As soon as Facebook and the rest of the industry started pushing content at users, they became publishers, and their claim of immunity from liability ought to have vanished into thin air. An algorithm can't be held responsible for its editorial decisions, but the company that implemented it surely ought to have been. It was sheer technical ignorance on the part of the court system that this didn't happen. Perhaps not too late to start now?

Oaktown's avatar
15hEdited

And I thought the day couldn't get much better. No apologies required for this one either. Hope for accountability and a better future, at last! I've been writing my reps for years about the horrors of Section 230, but never even got a reply other than vague, unrelated platitudes.

That Illinois law is a slap in the face, providing zip for damages to the masses while continuing to protect the frauds and billionaires from the damages they cause—all while masquerading as regulation.

Larry Jewett's avatar

“never even got a reply other than vague, unrelated platitudes.“

At least years ago you used to get platitudes written by a human.

Now you just get vague, unrelated botitudes (attitudes expressed by bots) if you get a reply at all

Ibon Urrutia's avatar

And another thing, US libertarians, please stop saying the nonsense that in USA you don't regulate as much as in EU. You are regulating that those companies can not be sued. You are regulating that nobody can make them responsible of their own products. That is the strongest possible regulation. You are putting those companies over any law other companies have to follow. They could sell poison and you will regulate in favor. Free market? Don't make me laugh.

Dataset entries
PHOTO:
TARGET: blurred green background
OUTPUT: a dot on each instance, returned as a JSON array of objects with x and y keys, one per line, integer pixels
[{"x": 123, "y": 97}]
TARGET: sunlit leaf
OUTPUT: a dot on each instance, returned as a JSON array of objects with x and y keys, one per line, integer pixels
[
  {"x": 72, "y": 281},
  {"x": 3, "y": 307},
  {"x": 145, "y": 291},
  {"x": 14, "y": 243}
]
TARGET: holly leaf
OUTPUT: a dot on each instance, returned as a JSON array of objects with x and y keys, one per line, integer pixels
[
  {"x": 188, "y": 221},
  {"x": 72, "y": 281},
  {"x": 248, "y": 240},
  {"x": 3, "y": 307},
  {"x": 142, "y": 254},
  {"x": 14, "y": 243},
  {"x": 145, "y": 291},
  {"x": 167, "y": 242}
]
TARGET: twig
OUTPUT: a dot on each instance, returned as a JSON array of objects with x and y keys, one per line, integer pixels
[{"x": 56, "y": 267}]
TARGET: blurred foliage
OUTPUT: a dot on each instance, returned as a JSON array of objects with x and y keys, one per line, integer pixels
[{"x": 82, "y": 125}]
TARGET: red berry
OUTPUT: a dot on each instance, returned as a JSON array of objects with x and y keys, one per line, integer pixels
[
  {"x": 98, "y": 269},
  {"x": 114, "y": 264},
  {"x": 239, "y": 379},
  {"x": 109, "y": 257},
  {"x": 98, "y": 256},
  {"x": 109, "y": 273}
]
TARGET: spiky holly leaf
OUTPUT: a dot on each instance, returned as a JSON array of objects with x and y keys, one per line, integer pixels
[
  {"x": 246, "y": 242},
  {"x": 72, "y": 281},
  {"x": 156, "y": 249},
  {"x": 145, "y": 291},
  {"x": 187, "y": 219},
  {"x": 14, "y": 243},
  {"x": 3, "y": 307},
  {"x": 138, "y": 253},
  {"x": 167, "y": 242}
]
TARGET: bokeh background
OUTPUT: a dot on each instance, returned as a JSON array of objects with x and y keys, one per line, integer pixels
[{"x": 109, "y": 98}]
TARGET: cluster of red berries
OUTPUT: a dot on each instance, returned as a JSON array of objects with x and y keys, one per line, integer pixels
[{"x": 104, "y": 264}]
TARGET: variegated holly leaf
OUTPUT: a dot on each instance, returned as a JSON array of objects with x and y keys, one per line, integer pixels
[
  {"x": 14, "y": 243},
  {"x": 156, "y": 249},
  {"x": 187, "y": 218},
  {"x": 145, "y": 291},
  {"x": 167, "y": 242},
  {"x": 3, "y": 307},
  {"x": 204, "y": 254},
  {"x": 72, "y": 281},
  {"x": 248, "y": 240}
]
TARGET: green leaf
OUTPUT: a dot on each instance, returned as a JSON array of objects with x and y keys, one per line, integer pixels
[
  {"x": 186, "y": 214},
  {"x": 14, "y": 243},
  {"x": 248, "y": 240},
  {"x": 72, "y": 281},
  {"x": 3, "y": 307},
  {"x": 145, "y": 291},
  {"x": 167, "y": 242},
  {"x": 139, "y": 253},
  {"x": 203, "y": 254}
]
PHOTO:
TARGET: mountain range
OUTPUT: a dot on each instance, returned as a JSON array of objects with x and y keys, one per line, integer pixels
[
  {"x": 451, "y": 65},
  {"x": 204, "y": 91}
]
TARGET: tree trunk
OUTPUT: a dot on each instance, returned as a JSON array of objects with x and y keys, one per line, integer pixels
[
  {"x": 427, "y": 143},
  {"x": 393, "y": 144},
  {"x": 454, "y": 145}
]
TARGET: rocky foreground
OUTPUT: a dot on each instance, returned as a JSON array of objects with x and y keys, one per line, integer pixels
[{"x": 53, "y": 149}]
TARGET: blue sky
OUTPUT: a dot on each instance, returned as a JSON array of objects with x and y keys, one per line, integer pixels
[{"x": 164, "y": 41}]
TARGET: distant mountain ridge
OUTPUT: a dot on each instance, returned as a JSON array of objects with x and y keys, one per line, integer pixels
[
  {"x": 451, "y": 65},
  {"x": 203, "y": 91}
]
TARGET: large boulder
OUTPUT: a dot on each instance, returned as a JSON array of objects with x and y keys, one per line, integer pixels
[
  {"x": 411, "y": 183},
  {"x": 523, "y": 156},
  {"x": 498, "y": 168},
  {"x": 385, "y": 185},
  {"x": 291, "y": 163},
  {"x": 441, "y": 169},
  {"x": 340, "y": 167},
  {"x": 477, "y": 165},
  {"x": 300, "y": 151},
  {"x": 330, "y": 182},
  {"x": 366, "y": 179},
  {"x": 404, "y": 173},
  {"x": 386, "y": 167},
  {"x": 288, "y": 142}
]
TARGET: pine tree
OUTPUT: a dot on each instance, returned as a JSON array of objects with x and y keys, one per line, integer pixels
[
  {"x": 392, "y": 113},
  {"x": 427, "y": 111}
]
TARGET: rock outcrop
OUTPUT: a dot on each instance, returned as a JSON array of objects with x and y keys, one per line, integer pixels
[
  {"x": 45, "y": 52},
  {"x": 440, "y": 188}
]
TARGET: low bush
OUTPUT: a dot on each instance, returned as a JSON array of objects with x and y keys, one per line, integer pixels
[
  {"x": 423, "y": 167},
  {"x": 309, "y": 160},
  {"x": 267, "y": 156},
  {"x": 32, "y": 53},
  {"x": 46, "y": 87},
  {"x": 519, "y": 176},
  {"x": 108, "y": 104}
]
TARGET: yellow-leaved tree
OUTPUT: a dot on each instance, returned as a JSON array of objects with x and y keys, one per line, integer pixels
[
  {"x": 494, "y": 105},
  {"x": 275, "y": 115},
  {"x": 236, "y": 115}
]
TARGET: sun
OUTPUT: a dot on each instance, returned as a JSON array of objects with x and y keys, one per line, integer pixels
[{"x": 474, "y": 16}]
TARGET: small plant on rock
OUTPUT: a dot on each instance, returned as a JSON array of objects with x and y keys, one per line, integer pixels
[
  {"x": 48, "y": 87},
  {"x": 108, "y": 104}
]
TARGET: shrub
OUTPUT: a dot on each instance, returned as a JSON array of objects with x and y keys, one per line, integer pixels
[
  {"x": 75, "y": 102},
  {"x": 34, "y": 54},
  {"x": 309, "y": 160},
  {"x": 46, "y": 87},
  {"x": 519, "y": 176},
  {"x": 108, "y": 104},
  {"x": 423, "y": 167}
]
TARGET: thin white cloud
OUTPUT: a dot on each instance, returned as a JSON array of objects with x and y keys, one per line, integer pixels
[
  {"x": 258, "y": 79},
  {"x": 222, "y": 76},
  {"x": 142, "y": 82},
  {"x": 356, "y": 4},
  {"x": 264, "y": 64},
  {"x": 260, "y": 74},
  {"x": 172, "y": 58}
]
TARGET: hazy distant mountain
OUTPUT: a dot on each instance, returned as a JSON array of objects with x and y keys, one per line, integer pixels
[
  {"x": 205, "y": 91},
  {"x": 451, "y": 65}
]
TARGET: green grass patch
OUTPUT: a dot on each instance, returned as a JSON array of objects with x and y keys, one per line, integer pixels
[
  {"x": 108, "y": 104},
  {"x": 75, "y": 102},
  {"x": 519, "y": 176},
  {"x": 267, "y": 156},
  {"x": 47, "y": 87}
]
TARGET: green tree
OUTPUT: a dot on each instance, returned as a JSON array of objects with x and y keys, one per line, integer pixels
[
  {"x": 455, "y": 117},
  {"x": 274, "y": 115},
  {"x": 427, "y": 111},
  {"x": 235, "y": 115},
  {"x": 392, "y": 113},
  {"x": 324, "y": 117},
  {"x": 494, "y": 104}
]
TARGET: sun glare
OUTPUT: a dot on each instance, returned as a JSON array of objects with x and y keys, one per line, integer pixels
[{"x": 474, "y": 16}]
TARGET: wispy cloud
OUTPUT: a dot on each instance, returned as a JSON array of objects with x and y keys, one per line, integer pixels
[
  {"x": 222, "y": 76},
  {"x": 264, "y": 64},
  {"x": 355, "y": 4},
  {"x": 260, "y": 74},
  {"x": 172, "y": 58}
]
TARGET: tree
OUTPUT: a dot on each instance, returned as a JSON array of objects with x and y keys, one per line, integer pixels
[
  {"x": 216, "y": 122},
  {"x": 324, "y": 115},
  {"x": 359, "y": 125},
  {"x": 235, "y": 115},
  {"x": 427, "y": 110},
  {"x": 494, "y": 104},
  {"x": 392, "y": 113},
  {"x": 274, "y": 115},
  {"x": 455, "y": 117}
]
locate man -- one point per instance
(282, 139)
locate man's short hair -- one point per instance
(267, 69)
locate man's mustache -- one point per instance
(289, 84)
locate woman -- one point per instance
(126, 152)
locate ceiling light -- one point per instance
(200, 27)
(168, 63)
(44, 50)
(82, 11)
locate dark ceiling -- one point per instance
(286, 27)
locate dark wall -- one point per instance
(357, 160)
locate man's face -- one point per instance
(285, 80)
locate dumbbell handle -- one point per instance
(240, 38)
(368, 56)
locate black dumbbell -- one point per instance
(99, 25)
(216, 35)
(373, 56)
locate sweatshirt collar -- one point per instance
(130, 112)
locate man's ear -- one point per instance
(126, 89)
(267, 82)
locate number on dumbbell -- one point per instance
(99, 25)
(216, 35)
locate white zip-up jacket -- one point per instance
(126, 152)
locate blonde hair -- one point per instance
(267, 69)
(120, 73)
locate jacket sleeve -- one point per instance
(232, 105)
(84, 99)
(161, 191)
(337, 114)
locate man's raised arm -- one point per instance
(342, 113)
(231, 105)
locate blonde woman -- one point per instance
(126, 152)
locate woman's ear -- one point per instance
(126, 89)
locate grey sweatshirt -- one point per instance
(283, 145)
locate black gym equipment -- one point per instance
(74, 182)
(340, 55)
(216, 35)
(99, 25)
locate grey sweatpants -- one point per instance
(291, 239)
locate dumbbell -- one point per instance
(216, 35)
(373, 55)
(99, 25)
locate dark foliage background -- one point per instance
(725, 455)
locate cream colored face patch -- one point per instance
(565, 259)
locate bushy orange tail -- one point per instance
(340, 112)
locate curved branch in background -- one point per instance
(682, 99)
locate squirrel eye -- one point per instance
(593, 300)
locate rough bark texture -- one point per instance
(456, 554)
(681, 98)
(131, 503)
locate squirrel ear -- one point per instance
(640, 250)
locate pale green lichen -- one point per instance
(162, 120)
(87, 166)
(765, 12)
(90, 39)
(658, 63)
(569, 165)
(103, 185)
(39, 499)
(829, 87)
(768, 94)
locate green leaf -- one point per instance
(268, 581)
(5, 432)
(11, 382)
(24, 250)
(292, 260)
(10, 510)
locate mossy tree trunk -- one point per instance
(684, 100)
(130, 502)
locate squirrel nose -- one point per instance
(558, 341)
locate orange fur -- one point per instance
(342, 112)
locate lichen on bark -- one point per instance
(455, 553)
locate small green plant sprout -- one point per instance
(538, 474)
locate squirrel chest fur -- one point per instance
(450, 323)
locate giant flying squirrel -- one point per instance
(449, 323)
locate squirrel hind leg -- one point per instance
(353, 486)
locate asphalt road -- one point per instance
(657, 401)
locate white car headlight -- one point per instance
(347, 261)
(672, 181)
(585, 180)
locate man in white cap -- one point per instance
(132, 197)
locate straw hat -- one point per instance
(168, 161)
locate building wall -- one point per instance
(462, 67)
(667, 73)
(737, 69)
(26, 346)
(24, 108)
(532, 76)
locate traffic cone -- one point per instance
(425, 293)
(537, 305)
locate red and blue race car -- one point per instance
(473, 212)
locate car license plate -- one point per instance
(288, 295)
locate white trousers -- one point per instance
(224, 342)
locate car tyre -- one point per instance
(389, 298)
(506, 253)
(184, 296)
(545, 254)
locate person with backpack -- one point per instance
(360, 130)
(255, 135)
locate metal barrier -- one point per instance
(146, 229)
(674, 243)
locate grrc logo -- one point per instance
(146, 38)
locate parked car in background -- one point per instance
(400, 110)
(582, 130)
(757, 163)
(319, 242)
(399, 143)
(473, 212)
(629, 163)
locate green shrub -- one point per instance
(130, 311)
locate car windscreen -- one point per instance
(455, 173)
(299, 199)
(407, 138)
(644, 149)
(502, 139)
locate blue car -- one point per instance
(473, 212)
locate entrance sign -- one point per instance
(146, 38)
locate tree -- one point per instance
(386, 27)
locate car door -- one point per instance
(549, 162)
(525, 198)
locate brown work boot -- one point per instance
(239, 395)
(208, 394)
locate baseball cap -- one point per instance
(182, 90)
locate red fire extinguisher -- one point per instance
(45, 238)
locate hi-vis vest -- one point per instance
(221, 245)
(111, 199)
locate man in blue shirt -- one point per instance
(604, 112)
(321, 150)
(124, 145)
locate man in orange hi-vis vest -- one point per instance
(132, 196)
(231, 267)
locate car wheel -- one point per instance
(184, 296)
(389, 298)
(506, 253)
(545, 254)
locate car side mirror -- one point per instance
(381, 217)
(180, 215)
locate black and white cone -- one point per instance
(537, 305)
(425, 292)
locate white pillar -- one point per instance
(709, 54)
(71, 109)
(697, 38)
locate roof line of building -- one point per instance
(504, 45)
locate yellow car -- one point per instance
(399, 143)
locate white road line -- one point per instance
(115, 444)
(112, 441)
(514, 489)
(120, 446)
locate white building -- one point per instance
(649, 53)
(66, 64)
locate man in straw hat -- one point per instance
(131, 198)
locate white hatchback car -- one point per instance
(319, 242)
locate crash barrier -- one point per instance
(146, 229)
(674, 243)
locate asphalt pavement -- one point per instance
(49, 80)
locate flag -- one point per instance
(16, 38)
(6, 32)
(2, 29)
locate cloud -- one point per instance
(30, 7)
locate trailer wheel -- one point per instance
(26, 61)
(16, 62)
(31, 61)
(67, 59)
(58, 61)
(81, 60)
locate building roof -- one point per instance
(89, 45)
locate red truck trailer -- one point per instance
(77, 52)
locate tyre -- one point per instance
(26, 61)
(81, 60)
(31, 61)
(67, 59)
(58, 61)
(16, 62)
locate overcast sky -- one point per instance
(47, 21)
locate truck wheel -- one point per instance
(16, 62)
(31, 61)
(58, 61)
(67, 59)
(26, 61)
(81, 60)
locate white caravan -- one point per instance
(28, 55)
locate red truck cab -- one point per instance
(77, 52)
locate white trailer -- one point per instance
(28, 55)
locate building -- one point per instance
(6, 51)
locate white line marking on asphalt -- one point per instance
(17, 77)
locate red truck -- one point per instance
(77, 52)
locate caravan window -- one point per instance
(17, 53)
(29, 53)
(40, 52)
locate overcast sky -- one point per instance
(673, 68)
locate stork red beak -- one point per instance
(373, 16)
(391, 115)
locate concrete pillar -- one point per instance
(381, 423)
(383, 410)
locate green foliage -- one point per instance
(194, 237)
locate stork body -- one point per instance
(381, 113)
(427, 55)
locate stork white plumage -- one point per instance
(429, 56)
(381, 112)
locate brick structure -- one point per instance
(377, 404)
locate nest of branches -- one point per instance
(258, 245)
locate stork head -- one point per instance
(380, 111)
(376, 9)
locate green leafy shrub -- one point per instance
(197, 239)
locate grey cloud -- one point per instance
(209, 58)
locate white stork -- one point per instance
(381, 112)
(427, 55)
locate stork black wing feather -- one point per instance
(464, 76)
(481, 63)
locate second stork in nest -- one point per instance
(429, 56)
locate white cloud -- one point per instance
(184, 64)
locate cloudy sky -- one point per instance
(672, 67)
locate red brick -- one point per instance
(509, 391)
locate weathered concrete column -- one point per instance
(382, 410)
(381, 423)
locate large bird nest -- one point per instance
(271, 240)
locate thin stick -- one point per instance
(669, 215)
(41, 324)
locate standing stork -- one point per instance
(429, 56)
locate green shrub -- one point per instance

WORK INSTRUCTIONS:
[1] Rewrite the Section 230 comment thread, everything from "And I thought" down to "by a human.", with "reps" changed to "representatives".
[2] Pick up the Section 230 comment thread after its final line and keep it going.

ACTIVITY ANSWERS:
[1]
And I thought the day couldn't get much better. No apologies required for this one either. Hope for accountability and a better future, at last! I've been writing my representatives for years about the horrors of Section 230, but never even got a reply other than vague, unrelated platitudes.

That Illinois law is a slap in the face, providing zip for damages to the masses while continuing to protect the frauds and billionaires from the damages they cause—all while masquerading as regulation.

Larry Jewett's avatar

“never even got a reply other than vague, unrelated platitudes.“

At least years ago you used to get platitudes written by a human.

[2]
Ibon Urrutia's avatar

Working class engineer repeating that probability of error in LLMs follow a power law here. Nobody is going to insurance a sigma event generator machine. No-f***-body. This is why I have already seen 2 startups in Y-combinator with insurance for agents as business model. Well, the real business model is to have legal and funds in Bahamas or Bermuda, and run with the money as soon as the big claim appears (it will appear 100% sure about that, the law of the big numbers and all that stuff). They know it. Nobody is going to insurance a sigma event generator machine. So what regulation can not do, the market will destroy. Germany is the first pointing, but EU will follow. GDPR is a beautiful acronym, you'll see people speaking about that also.

Jim Ryan's avatar

Well Scam may be for regulation now if it keeps his competitors from getting too far ahead of him.To paraphrase Karl Bodde, the tech isnt the problem, it is all the people behind it that we need to worry about. Talk about terrible people -and terrible liars, all of them. They just care about how much money it can make them. Screw everyone else

Gary Marcus's avatar

that was 2023

Larry Jewett's avatar

How quickly the time goes by when one is having fun.

Sbk's avatar

Time for the law suits to begin.

Brooklyn Expat's avatar

Good point. All of the harms of social media flow from their exemption from regulation, and the opacity of how their algorithms drive engagement. Product liability law will be important because users can’t fully understand or predict the failure states of LLMs. We should encourage labs to develop deterministic guardrails.

Javier Cortes's avatar

“Ok, now I really owe you an apology for writing too much“

Don’t feel bad, we’ll take all we can get!

Don Quixote's Reckless Son's avatar

I don't see the issue with Section 230 here. Without it Substack and every comments section on the web would be too big a legal liability and they'd all disappear.

The question here is whether or not Section 230 applies to AI output and I'd agree with the German court's decision.

Nick Hounsome's avatar

This approach will fail precisely because it is currently impossible to fully constrain or even understand what your LLM will say. Either the legal ruling will be overturned or else LLM's will be kept out of that legal jurisdiction by geofencing (the only current solution) and such jurisdictions will be economically crushed by countries, such as China, which will not have such laws.

It's just another example of the establishment's ignorance of technology.